(Collected data entries)
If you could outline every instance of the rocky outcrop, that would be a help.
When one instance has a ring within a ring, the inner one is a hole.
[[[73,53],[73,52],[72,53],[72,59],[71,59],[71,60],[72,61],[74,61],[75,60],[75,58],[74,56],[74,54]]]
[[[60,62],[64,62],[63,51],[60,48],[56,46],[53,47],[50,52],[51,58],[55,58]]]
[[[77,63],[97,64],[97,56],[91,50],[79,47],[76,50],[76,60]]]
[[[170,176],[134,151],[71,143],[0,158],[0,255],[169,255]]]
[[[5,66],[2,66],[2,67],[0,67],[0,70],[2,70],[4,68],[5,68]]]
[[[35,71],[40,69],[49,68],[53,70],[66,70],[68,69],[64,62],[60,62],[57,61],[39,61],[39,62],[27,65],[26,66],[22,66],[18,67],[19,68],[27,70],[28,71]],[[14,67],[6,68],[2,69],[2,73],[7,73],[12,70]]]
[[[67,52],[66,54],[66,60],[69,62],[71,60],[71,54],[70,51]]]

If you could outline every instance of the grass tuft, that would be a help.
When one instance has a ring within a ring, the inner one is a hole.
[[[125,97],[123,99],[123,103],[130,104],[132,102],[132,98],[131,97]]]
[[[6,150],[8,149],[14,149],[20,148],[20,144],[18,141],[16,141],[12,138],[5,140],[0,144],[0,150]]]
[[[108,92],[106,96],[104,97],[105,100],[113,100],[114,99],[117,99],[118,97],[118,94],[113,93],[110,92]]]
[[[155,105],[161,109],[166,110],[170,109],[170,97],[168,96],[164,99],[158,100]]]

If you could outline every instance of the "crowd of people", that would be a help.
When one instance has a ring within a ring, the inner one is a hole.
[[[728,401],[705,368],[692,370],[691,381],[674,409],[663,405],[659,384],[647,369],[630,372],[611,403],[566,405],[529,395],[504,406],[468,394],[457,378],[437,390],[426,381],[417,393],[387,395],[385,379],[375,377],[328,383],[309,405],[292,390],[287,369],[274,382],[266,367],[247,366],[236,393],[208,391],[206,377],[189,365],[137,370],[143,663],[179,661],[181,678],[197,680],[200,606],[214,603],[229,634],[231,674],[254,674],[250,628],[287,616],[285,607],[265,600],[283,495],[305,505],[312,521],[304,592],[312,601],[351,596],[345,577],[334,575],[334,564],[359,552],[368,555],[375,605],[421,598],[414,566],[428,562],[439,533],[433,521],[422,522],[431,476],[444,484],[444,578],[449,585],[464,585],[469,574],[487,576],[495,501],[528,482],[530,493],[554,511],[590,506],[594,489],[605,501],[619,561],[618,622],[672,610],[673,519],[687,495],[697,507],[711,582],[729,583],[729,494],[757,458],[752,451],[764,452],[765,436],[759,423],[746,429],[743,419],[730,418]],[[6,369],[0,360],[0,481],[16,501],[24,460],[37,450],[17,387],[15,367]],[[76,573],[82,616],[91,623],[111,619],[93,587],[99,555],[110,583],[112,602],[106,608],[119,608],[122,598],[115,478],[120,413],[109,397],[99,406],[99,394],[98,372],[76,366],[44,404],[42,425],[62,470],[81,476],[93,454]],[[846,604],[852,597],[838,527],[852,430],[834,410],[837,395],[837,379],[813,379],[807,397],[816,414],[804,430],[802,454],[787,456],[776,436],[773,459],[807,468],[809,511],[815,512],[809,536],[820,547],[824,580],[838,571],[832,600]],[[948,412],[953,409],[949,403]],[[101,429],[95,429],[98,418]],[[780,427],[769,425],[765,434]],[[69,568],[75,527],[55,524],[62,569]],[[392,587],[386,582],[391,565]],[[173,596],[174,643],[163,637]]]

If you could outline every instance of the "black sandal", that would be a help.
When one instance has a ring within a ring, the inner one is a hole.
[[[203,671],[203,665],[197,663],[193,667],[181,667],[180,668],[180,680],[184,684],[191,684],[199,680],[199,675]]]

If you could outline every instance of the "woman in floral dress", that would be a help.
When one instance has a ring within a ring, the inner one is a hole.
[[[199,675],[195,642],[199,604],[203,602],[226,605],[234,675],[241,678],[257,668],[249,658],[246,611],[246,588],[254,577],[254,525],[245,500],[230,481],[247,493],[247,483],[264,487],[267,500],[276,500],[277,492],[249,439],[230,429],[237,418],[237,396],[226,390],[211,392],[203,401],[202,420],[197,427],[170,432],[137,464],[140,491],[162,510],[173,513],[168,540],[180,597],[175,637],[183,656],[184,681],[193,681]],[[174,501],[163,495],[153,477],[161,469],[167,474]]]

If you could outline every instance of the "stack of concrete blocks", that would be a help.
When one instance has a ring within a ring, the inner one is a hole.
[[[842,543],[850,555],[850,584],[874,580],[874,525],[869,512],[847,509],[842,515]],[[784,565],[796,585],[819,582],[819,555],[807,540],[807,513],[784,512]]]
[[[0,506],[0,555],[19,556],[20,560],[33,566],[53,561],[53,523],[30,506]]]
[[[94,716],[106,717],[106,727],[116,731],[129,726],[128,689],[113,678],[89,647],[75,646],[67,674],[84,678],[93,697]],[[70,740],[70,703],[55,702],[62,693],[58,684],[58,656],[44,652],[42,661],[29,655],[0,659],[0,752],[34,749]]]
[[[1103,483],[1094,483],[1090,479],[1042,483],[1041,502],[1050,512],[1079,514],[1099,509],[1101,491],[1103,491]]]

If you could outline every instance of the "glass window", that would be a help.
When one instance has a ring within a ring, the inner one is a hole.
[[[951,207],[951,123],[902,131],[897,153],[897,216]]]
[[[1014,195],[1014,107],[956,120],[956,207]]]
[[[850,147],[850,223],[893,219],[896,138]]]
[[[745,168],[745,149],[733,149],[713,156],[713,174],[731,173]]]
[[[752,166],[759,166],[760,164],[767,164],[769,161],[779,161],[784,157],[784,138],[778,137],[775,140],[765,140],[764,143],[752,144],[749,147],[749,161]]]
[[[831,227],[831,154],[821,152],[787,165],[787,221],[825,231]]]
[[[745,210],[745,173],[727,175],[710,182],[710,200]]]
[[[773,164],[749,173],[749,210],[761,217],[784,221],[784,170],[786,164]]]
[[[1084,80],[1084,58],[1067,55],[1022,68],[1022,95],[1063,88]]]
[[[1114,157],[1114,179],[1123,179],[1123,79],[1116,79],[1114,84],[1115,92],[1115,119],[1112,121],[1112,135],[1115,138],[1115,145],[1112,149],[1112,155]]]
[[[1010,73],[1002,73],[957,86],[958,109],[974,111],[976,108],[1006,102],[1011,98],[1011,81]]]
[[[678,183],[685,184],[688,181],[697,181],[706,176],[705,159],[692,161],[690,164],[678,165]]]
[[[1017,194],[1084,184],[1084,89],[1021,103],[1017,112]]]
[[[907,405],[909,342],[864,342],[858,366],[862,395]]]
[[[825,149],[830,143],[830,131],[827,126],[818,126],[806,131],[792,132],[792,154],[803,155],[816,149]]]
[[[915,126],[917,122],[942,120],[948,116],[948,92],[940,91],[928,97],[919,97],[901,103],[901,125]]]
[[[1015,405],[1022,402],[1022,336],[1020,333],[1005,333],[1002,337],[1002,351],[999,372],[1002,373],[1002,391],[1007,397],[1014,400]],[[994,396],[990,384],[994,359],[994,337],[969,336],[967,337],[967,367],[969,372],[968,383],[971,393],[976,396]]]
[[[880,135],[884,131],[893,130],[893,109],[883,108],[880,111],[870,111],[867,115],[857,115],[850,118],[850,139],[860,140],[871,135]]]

**TASK TO COMPLETE:** Rewrite the part that opens with the first line of the entries and closes with the line containing "[[[5,66],[2,66],[2,67],[0,67],[0,70],[2,70],[4,68],[5,68]]]", changing "rocky outcrop" to "boulder" and keeping everything else the same.

**REPLY TO THE TASK:**
If you could outline every instance of the boulder, that would be a help.
When one instance has a ring within a ring, the inner one is a hole.
[[[73,53],[73,52],[72,53],[72,59],[71,59],[71,60],[72,61],[74,61],[75,60],[75,58],[74,56],[74,54]]]
[[[60,62],[64,62],[63,51],[60,48],[56,46],[53,47],[50,52],[51,58],[55,58]]]
[[[77,63],[97,64],[97,56],[91,50],[79,47],[76,50],[76,60]]]
[[[170,176],[134,151],[71,143],[0,158],[0,255],[169,255]]]
[[[5,66],[2,66],[2,67],[0,67],[0,70],[2,70],[4,68],[5,68]]]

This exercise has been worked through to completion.